**WHAT TO WORK ON:** Set down all the data again. Change nothing.

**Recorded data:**
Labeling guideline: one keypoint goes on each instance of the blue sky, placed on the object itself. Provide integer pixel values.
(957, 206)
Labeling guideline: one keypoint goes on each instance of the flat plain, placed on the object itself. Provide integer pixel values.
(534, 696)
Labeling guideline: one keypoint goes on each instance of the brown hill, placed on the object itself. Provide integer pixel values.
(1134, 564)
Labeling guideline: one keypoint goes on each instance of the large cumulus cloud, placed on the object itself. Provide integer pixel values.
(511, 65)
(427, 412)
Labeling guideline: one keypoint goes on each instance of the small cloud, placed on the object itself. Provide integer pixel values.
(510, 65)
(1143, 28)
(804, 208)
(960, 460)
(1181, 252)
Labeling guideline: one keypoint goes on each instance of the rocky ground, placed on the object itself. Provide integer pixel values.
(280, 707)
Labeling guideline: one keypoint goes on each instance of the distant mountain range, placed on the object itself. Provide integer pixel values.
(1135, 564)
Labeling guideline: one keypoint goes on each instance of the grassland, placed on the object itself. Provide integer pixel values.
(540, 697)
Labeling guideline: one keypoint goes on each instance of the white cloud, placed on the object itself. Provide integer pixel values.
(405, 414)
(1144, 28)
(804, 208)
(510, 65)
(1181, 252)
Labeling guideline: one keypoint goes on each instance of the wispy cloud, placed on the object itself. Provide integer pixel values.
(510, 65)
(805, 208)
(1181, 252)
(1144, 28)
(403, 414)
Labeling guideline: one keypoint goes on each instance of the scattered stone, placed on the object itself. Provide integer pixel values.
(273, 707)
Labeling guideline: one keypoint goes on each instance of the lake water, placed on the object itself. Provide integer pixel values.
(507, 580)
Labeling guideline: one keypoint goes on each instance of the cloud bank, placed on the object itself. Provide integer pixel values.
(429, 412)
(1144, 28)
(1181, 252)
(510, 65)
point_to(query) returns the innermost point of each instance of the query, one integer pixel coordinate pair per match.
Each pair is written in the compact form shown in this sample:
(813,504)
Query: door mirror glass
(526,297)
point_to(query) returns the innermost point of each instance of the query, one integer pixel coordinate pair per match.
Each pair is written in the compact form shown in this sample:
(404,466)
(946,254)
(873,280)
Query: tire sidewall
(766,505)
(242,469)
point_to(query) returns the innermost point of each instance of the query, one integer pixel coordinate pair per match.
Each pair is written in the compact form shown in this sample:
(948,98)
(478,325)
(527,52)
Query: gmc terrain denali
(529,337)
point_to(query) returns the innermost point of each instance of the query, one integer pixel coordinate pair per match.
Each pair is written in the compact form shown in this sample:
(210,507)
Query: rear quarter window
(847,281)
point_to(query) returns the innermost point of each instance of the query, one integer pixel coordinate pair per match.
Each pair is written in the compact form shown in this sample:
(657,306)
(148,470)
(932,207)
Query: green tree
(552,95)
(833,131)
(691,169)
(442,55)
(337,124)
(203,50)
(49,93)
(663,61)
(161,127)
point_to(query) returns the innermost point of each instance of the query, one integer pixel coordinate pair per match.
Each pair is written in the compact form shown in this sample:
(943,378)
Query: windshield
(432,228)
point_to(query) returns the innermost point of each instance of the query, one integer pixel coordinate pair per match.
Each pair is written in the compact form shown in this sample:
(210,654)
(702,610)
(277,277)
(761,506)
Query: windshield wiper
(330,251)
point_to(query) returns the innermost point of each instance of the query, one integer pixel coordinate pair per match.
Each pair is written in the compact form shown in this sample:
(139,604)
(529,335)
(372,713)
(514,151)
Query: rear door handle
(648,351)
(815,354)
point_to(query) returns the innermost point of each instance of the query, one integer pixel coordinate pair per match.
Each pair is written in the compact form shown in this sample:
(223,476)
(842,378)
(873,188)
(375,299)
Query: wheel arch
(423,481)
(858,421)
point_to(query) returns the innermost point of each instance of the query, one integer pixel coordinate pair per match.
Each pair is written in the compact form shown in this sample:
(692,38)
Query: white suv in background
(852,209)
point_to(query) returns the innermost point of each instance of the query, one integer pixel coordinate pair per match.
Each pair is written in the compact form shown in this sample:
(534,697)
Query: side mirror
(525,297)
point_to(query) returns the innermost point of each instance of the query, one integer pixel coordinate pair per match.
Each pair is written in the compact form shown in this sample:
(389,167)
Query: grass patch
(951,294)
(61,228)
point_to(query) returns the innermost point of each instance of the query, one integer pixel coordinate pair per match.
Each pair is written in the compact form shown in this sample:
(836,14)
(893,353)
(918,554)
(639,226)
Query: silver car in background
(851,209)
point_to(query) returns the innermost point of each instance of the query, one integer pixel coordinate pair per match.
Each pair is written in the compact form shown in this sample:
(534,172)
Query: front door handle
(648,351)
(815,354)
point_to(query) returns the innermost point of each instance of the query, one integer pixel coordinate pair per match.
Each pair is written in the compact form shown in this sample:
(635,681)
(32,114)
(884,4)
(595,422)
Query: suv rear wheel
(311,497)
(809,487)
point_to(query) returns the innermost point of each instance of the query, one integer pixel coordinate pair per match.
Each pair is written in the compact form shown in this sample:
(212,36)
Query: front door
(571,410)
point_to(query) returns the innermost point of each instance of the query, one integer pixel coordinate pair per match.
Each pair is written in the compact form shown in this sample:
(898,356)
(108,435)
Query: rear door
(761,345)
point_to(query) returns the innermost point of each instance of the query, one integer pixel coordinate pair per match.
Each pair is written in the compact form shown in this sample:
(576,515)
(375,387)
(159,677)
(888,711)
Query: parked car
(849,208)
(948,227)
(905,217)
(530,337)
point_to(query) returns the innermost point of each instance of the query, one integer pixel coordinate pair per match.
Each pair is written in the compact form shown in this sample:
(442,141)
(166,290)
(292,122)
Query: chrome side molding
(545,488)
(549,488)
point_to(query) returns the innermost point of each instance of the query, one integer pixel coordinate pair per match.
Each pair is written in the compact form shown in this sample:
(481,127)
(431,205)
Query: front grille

**ANSWER FOR THE TASK:**
Labeling guideline: one keypoint goes on each instance of the blue sky, placed on the object itself. Provide integer pixel values.
(957, 206)
Labeling guideline: one keypoint goes on each instance of the flat plain, placed on the object itself. Provide integer pixel values.
(534, 696)
Labeling guideline: one keypoint goes on each instance of the brown hill, placed on the object itself. Provide integer pixel values.
(1134, 564)
Labeling guideline: one keypoint goes on each instance of the large cumulus cloud, placed on the object itself. Provide integer pixel values.
(511, 65)
(427, 412)
Labeling guideline: one keypoint goes on each instance of the small cloud, placed on the object itself. Provide integer pixel values.
(510, 65)
(1143, 28)
(804, 208)
(960, 460)
(1181, 252)
Labeling guideline: one keypoint goes on each instance of the rocky ground, placed on the object itself. Provide integer pixel values.
(280, 707)
Labeling guideline: one keypoint goes on each instance of the distant mountain range, placed on the object itself. Provide integer pixel values.
(1135, 564)
Labeling guideline: one keypoint goes on each instance of the grassland, placed on the object itself. Provide integer pixel values.
(540, 697)
Labeling guideline: one keypoint goes on each instance of the white cloud, placed on the object itself. Provide integer pixel values.
(405, 414)
(1144, 28)
(804, 208)
(510, 65)
(1181, 252)
Labeling guideline: one keypoint goes on each instance of the wispy cloud, placed on the object itself. Provide integer pixel values.
(510, 65)
(805, 208)
(1181, 252)
(1144, 28)
(403, 414)
Labeling guideline: one keypoint goes on each instance of the scattered stone, placed on the object itself. Provide integer pixel values.
(273, 707)
Labeling guideline: one keypoint goes on each instance of the lake water, placed on the object itself. Provide integer pixel values.
(507, 580)
Labeling guideline: one keypoint goes on each instance of the cloud bank, placed on the object itself. Provide integer pixel values.
(429, 412)
(1144, 28)
(1181, 252)
(510, 65)
point_to(query) returns the innermost point of each instance of the query, one integer pixel coordinate pair per match.
Each pair is written in the compact form shown in this sample:
(813,504)
Query: door mirror glass
(526,297)
point_to(query) returns the innermost point of each instance of the query, one integer pixel coordinate pair per match.
Each pair is written in the compact form shown in this sample:
(404,466)
(946,254)
(873,280)
Query: tire sidewall
(766,505)
(242,469)
point_to(query) returns the innermost point of each instance of the query, one integer pixel coordinate pair per match.
Each pair is written in the compact form shown in this sample:
(948,98)
(478,325)
(527,52)
Query: gmc terrain denali
(529,337)
point_to(query) returns the innermost point of each instance of the query, one integer pixel coordinate pair per match.
Each pair is written in the compact form shown in this sample:
(210,507)
Query: rear quarter window
(847,281)
point_to(query) returns the innermost point of each instance of the query, one integer pixel coordinate pair per match.
Each pair is written in the compact form shown in this sample:
(657,306)
(148,470)
(932,207)
Query: green tree
(552,95)
(833,131)
(691,169)
(442,55)
(337,124)
(203,50)
(49,93)
(663,61)
(161,127)
point_to(query) returns the innermost point of each instance of the query, one integer pixel coordinate pair per match.
Each pair is written in the compact form shown in this sample:
(943,378)
Query: windshield
(432,228)
point_to(query) returns the innermost point of each instance of the query, one integer pixel coordinate pair per match.
Each pair is written in the compact form shown in this sample:
(210,654)
(702,610)
(277,277)
(761,506)
Query: windshield wiper
(330,251)
point_to(query) returns the innermost point of each instance of the query, one integer pixel coordinate pair per match.
Each pair is written in the compact form shown in this sample:
(139,604)
(529,335)
(372,713)
(514,151)
Query: rear door handle
(648,351)
(815,354)
point_to(query) returns the innermost point of each instance of the query, one integer pixel coordinate pair per match.
Each pair is written in the compact form shown in this sample:
(223,476)
(842,378)
(873,188)
(375,299)
Query: wheel arch
(423,481)
(858,421)
point_to(query) returns the innermost point of each instance of the query, one integer pixel coordinate pair per match.
Each pair is written in the compact form shown in this sample:
(692,38)
Query: white suv in background
(852,209)
point_to(query) returns the innermost point of each instance of the query, one integer pixel coordinate pair per match.
Each pair is written in the compact form shown in this sample:
(534,697)
Query: side mirror
(525,297)
point_to(query) returns the innermost point of each instance of the query, one integer pixel coordinate pair per match.
Each pair is written in the compact form shown in this sample:
(389,167)
Query: grass patch
(951,294)
(61,228)
point_to(query) returns the innermost point of each instance of the query, one integer pixel coordinate pair per match.
Each pair is written in the compact form shown in this sample:
(836,14)
(893,353)
(918,554)
(639,226)
Query: silver car in background
(851,209)
point_to(query) returns the innermost point of each instance of the query, one integer pixel coordinate pair per match.
Each pair is written in the compact form shown in this sample:
(534,172)
Query: front door handle
(648,351)
(815,354)
point_to(query) returns the innermost point of each instance of the query, one integer pixel coordinate pair per match.
Each pair is written in the compact form shown in this sample:
(635,681)
(32,114)
(884,4)
(595,422)
Query: suv rear wheel
(311,497)
(809,487)
point_to(query) returns the innermost point of each instance of the query, one integer pixel coordinate pair per match.
Each pair is written in the compact form shown in this sample:
(212,36)
Query: front door
(571,410)
point_to(query) returns the innermost point of each instance of the query, one integer pixel coordinate pair per match.
Each pair is written in the compact form shown in this sample:
(898,356)
(108,435)
Query: rear door
(761,345)
point_to(query) returns the innermost point of each instance of the query, one integer pixel coordinate pair per match.
Each pair is written in the compact form shown in this sample:
(576,515)
(375,387)
(159,677)
(888,711)
Query: parked car
(849,208)
(948,227)
(905,217)
(530,337)
point_to(query) returns the innermost point of each instance of the query, one integer pixel coordinate pair per match.
Each pair is written in the compact form shown in this sample:
(442,141)
(166,290)
(292,122)
Query: chrome side molding
(545,488)
(549,488)
point_to(query) returns the innermost point of each instance of the query, one integer pixel coordinate pair per match.
Each pair is written in the compact form shown in this sample:
(481,127)
(431,205)
Query: front grille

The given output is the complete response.